[Rows from a box labeling dataset]
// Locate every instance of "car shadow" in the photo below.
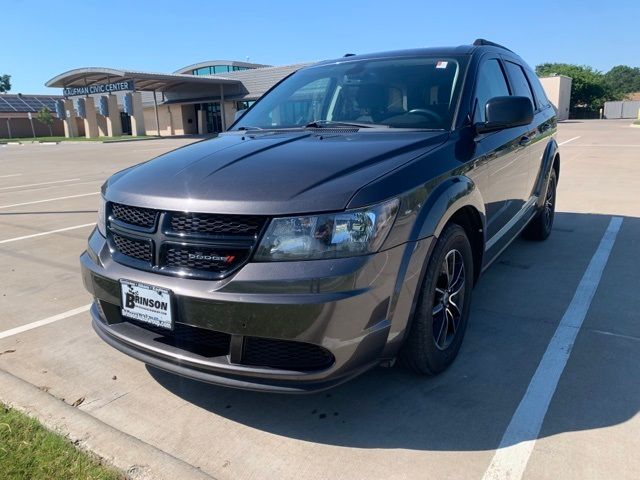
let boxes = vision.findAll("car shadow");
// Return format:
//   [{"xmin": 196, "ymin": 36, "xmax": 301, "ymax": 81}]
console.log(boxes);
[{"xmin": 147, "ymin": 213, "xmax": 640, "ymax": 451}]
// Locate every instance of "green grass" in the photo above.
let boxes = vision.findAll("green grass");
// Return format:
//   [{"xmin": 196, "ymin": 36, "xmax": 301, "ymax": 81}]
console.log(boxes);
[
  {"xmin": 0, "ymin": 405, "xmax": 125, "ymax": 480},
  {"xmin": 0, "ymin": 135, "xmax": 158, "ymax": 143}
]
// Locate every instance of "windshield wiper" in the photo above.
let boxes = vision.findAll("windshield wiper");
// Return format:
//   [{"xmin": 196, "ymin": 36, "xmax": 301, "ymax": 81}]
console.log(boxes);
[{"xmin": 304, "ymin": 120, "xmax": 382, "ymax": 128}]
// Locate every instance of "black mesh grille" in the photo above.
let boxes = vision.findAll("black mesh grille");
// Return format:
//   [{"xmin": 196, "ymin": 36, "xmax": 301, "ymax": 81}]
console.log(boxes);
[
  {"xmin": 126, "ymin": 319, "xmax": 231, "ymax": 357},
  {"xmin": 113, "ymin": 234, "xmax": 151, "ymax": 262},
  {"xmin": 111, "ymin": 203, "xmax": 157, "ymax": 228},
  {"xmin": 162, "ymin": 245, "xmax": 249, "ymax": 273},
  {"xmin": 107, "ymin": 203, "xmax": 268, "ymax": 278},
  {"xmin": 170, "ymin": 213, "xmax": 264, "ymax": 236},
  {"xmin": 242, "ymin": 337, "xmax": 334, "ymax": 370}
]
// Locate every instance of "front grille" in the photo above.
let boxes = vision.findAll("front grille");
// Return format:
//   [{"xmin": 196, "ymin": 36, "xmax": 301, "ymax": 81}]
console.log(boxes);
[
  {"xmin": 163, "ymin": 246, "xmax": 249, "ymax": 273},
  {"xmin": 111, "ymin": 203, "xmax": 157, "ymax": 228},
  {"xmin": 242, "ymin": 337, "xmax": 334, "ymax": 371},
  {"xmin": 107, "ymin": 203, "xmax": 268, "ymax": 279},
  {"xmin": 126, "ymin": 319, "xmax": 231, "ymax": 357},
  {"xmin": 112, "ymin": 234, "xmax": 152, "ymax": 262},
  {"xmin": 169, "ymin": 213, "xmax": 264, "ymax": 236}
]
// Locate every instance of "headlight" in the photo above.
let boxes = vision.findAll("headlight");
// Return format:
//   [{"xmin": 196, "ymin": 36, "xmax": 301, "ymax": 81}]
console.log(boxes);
* * *
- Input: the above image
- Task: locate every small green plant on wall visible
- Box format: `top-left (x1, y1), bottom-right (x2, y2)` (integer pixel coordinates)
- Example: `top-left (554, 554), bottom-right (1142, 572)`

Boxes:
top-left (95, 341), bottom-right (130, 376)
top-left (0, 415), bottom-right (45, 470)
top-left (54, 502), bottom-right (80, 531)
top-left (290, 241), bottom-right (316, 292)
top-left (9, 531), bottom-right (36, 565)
==
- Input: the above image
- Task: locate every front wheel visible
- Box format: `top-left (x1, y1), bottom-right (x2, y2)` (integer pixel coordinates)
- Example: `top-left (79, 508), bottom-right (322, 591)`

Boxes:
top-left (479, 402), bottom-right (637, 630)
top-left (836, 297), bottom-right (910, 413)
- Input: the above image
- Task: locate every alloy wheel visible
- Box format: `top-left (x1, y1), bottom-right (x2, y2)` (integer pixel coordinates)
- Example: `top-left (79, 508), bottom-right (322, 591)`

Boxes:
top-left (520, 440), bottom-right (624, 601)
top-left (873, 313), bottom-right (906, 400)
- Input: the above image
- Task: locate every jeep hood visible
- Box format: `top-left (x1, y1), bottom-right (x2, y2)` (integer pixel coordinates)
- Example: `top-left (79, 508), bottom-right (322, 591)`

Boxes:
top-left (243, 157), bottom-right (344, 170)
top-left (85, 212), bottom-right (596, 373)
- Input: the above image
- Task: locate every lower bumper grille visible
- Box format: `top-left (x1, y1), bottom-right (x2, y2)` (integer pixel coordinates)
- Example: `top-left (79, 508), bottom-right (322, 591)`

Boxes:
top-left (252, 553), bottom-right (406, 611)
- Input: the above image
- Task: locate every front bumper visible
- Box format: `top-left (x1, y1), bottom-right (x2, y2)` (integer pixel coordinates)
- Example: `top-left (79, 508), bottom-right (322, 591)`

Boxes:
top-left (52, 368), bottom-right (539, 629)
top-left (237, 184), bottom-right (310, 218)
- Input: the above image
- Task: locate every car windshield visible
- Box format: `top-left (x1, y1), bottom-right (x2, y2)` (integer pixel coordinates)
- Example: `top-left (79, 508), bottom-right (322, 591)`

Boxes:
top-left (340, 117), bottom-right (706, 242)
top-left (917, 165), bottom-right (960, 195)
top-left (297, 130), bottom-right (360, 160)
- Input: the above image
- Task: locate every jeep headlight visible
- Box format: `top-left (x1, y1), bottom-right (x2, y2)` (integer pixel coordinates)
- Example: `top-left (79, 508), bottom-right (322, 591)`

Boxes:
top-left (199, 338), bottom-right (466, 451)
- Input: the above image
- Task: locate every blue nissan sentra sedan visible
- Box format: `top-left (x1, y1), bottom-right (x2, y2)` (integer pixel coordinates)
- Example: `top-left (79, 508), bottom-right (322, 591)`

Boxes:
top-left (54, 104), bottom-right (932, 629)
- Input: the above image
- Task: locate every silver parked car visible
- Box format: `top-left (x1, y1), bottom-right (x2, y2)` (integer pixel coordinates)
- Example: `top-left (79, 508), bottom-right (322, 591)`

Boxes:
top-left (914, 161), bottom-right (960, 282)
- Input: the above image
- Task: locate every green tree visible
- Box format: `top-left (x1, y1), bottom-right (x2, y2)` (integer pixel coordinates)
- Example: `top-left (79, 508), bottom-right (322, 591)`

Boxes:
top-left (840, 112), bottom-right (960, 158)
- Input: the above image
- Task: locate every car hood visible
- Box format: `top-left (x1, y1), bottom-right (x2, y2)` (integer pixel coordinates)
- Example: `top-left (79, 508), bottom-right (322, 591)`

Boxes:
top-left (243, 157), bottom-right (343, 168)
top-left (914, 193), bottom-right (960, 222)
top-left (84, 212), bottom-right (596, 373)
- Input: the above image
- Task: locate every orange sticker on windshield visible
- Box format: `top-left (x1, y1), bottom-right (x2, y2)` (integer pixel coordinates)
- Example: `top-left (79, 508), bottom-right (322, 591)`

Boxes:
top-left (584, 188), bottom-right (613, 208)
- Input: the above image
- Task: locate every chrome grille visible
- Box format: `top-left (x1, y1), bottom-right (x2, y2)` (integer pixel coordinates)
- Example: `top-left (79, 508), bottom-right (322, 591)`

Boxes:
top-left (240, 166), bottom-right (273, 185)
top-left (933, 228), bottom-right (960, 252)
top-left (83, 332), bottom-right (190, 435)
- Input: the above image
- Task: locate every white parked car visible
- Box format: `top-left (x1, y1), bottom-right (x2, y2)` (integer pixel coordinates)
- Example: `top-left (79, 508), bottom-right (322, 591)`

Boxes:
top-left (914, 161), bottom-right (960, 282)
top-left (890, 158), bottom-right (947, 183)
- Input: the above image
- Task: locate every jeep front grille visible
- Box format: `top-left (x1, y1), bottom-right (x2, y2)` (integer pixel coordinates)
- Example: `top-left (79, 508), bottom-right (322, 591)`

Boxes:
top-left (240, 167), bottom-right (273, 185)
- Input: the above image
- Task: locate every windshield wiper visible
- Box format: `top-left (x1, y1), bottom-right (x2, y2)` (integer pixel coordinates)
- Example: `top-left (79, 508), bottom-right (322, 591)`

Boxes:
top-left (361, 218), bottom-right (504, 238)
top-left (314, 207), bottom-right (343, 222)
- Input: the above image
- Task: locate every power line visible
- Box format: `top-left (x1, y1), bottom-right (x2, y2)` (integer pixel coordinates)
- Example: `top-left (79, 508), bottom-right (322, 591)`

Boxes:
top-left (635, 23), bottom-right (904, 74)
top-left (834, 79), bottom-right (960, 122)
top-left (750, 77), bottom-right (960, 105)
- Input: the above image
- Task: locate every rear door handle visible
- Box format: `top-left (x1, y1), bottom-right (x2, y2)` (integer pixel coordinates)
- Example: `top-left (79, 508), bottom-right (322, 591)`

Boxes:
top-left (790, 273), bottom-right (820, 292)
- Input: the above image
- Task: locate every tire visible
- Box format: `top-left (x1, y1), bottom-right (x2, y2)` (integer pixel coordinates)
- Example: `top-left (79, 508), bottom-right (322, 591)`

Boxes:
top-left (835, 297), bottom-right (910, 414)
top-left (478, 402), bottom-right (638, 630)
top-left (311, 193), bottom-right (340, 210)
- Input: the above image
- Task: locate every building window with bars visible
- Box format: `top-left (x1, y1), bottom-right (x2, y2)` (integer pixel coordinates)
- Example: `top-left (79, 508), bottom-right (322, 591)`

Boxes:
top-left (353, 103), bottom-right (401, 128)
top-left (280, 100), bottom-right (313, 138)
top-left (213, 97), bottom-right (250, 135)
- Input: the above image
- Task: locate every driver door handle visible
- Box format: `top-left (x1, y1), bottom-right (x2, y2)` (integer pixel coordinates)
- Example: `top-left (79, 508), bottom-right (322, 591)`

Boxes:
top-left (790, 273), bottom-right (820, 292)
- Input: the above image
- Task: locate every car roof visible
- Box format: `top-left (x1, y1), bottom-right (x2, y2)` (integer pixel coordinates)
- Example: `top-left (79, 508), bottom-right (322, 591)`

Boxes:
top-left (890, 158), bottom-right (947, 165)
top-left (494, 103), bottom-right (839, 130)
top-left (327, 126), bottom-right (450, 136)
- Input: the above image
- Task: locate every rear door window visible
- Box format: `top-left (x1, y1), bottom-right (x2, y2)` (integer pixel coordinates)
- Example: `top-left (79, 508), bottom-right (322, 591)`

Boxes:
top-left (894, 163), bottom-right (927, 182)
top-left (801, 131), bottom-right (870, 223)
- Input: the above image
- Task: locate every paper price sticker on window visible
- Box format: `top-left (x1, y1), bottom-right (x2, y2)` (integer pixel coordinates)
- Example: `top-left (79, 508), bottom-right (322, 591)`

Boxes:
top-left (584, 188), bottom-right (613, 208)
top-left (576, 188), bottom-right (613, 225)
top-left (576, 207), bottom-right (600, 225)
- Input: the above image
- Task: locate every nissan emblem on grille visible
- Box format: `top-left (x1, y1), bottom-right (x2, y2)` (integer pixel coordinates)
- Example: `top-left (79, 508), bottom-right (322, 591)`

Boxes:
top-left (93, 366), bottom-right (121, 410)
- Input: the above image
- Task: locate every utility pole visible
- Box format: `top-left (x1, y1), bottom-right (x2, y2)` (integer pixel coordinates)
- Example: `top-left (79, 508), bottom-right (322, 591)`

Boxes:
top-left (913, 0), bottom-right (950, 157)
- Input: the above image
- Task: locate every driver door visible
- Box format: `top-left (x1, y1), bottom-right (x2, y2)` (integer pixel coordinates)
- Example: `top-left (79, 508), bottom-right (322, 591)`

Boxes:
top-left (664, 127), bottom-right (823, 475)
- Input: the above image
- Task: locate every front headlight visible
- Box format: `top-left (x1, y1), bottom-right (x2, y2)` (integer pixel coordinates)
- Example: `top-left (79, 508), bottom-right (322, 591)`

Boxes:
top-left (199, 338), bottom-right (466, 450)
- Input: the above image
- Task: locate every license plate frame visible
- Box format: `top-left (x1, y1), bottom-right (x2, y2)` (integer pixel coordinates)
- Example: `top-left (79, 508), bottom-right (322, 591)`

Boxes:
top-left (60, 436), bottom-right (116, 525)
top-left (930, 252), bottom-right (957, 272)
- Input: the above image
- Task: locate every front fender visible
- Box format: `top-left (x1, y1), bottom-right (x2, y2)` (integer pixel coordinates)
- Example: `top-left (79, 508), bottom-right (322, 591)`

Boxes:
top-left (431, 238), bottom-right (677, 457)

- _What the task requires_
How many lines of the records above contain the string "shadow", with case counting? Give only the number.

- _Written answer_
2